Only the pictures stay out; every record is to be quoted exactly.

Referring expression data
>>>

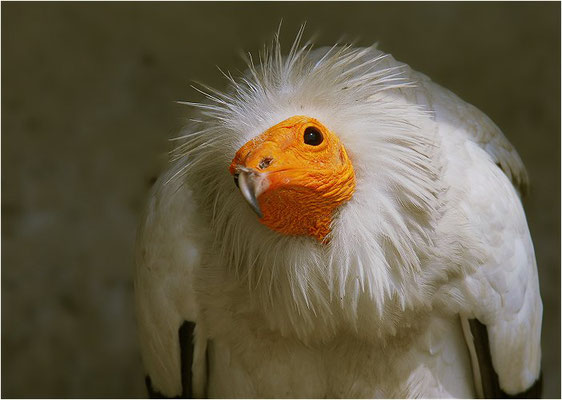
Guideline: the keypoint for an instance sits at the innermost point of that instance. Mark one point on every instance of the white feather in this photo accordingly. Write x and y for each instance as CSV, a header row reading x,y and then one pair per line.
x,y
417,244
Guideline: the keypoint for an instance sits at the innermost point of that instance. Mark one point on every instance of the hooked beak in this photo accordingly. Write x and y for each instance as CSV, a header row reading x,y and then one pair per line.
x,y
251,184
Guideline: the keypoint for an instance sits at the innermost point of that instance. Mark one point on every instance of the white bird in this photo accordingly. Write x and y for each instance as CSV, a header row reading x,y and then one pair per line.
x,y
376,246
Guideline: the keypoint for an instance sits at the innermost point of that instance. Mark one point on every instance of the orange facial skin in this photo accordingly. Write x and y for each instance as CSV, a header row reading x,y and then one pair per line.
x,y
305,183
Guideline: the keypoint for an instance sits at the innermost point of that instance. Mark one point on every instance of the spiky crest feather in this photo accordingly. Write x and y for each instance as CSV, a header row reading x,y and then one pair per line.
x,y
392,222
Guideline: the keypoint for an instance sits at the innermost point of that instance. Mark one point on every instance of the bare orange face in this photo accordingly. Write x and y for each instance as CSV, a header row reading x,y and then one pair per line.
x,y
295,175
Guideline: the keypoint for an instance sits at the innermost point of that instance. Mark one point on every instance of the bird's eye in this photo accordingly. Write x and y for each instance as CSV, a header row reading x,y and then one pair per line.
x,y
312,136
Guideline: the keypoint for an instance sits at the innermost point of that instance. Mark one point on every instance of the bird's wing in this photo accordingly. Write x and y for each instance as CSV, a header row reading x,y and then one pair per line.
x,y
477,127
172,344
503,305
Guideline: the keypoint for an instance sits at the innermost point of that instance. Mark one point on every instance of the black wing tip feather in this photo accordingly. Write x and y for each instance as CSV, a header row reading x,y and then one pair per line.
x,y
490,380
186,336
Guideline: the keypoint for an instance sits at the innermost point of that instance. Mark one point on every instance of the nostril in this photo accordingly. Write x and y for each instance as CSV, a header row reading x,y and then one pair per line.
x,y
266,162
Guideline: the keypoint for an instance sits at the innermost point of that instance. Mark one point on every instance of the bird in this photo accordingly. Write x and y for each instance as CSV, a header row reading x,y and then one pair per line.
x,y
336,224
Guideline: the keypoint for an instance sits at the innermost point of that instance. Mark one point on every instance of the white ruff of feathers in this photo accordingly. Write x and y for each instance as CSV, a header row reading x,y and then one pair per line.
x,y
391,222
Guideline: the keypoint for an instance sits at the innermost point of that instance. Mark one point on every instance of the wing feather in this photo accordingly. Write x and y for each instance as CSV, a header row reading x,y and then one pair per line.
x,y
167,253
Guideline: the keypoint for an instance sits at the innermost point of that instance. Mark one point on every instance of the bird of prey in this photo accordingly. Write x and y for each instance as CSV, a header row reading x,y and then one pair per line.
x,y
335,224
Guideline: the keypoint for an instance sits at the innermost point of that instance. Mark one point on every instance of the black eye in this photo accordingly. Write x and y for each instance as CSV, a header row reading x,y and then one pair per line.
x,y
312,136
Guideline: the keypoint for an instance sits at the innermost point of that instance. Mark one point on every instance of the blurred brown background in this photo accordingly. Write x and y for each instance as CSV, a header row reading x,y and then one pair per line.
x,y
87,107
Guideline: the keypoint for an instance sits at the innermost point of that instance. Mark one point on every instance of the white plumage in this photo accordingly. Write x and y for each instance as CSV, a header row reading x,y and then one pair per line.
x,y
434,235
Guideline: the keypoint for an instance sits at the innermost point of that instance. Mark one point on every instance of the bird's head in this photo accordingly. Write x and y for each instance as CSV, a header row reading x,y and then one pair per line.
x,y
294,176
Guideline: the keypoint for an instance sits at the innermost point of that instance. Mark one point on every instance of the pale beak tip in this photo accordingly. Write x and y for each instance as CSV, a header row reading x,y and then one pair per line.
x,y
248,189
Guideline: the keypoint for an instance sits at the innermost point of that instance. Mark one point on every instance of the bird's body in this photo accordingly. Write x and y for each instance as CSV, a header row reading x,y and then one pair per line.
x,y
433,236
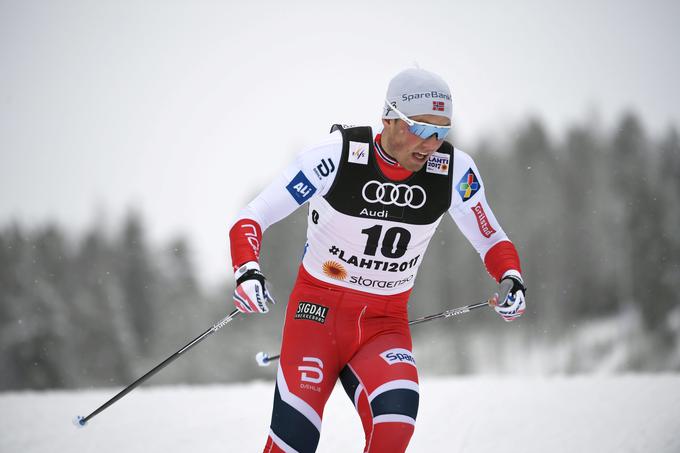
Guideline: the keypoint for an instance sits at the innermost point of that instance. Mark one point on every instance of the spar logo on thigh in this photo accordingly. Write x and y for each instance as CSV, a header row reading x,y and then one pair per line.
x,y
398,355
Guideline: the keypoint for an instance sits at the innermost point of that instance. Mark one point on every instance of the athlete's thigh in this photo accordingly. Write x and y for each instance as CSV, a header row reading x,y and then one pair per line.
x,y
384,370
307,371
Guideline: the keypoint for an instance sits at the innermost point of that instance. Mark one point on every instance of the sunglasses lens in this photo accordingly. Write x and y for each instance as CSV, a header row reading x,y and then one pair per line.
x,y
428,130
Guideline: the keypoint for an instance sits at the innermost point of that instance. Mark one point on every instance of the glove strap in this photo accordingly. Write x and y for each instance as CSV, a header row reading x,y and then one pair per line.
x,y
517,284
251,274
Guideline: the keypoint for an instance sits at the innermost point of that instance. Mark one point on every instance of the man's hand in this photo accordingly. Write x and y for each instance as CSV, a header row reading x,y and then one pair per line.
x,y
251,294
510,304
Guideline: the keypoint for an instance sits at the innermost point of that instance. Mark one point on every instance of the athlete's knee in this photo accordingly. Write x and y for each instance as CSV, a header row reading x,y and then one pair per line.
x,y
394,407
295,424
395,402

<<<

-- ANSWER FOR THIS EXERCISE --
Guideline: the keypoint for an instance sits at the innermost point of that instance. Mark one point on every instance of the white feather in this photo accordingly. Write x and y for each instance as CSV, a header row reading x,y and then one pair per line.
x,y
417,244
Guideline: the keypoint for an instance sits at the innermost point of that instance. Mark one point on every instance of the hooked beak in this photo accordingly. Write x and y for each instance as CSV, a header row reading x,y and then one pair per line.
x,y
251,184
Guideline: the keypoint for an instance sits at the innermost point of that instance. Mark one point on every instance of the white bird in this photo accordingly. Write x and y for each instance as CSV, a header row reading x,y and then one pair per line.
x,y
376,246
Guideline: the keypoint for an instance sits at the innermost point of that instance. Mark one point on every instance of the orange facial skin in this photo accordingly. Write x and y for each instance as CSV, a header row reading x,y and then one pair per line.
x,y
305,183
Guideline: the keypoint for an instance sits at the innermost point of that instance. Mark one point on every instance of the spiky crest feather in this photo accordingly. Write x and y for each instance as CSV, a header row reading x,y and then one pair per line.
x,y
392,222
Guideline: the keypoint for an instance sits at the innermost point of that instance. Mark one point on every instance of the bare orange face in this photo accordingly. Write x and y for each instance as CSV, a header row reading x,y and then one pair per line.
x,y
295,175
Guideline: the keypoint for an instance sits at the innermost point of that instance. Mark one point on every instance of the bird's eye in this photo accordingly. Write x and y for each instance as CSV, a header row reading x,y and then one pair per line.
x,y
312,136
Guideline: the keypoint for an instance sits at the innermost point of that instance. Mark one point on every instance of the bird's wing in this photo accordingly. Write x and y for each instance as CSV, a header row reading x,y and then one pair per line.
x,y
477,127
172,344
503,305
Guideline: the keypoint for an instance sits at the innermost point of that instance. Mark one point on every instance of the black wing tip feather in this photo accordingly. Write x and y for each instance as CSV, a header row reading x,y and then one pair per line.
x,y
490,380
186,336
Guideline: the keypoint for an instance sits at the innermost point of that instance. Mark one point on every instance of the nostril in this photo accordingly. Write x and y for each instance as CSV, a header row reading x,y and then one pair per line.
x,y
266,162
Guideline: the keypoint for an instance sits at the innermost point of that instance. Mark one point on every instance of the bird in this photo accordingly. Write x and y for each instance as CSV, a header row reading x,y and then one pair per line.
x,y
336,224
Guideline: the keypoint for an instance sits at the innermost point of that instance. Mark one point on every instance of the white ruff of feathers in this photo accordingly. Write x and y for each instance as CSV, a header row reading x,y and then one pair per line.
x,y
391,222
Guideline: the keypoint for an instance sits at the innermost point of that instance. Mark one point on every instance of the wing feather in this photo accordingly. Write x and y for each instance as CSV, a header row reading x,y and then one pair per line.
x,y
167,253
Guideline: the keypoint for an instance sits at the innermost point of that instance. Mark one point on every instance of the bird of prey in this photo accordingly. Write x and y for each instance as CSV, a header row reading x,y and then one pair per line.
x,y
335,224
Guideline: the keypoint for an instance sits at the innermost point of that instance. Mark one point on every instance of the black eye in this photo accordingly. Write x and y for each instance as CSV, a header row reading x,y and then one pair per line.
x,y
312,136
Guideline: the keypoint for an instance sits at the innermost point of that instance. Mark one point on every instance of the blurred brown background in this photo accordingly. Write x and y for each instance as CSV, a header row reading x,y and then one pair per line.
x,y
87,107
Guideline: the keypoint for an instance sits at the innermost point of that instance. Mark one point on every instance of the white plumage in this photo accordingly. Write x and y for each instance as CSV, a header row reading x,y and then one pair per line.
x,y
434,235
Guideline: the keypoint for an instance sits at the innermost point of that instance. Mark one point on every instance of the bird's head in this photo accordingly. Write x and y for each instance as CSV, a header row reading x,y and then one pair per line.
x,y
294,176
Guideline: the keypoint for an instance sits at the innermost point of that instance. Mark one point on every instance of the pale beak tip in this photo accordingly. Write x and y for each instance as CSV, a header row reading x,y and then one pair per line.
x,y
248,189
Guideline: the keypoint for an instance sits at the innermost point of that instance. Mark one point on every instance of the bird's body in this photo accordingly. Write x and y for each instance as CSV, a header row reading x,y and then one pair per line.
x,y
433,236
Guideline: the keypoint for an instance sits at the innermost point of that instance. Mark one point on every instance of the spar logo on thigh in this photo accordingly. Write x and y for each instance as CSV, a header row reading x,y and then one pair per line.
x,y
398,355
Guideline: the keypoint for an instance sits at the innermost point of that instance. Mark one point on every instance of the athlete's thigh in this photo accordingly. Write x and y for each instance as CSV, a header row reading x,y and then one pair per line.
x,y
384,370
307,371
Guideline: the keypoint for an instance sits at the innermost point of that instance. Mark one point on every instance of the sunglasses lens in this photo accordingly. Write x and y for each instance as CSV, a header row reading x,y and then one pair per line.
x,y
428,130
Guideline: the keypoint for an instance sits at the innermost point of that instance. Mark one point on every instance of the glove strap in this photo accordingly. Write x and y for each instance as CSV, a header row reading x,y and then one pair per line.
x,y
517,284
251,274
Guideline: the keypoint for an instance sits at the innermost point of that instance. Mark one point on every instance of the man's hand in this photo accordingly. Write x and y for each instance as CSV, a header row reading x,y and then one pair per line.
x,y
251,294
510,304
Guideline: the keypoint for an instance sits at the innermost point of that instance. Mark one point on every instance of the athlete's knee in this photo accordingly. Write x and y for each instance as CSV, a header row reading x,y and then one pair per line.
x,y
394,407
295,424
395,402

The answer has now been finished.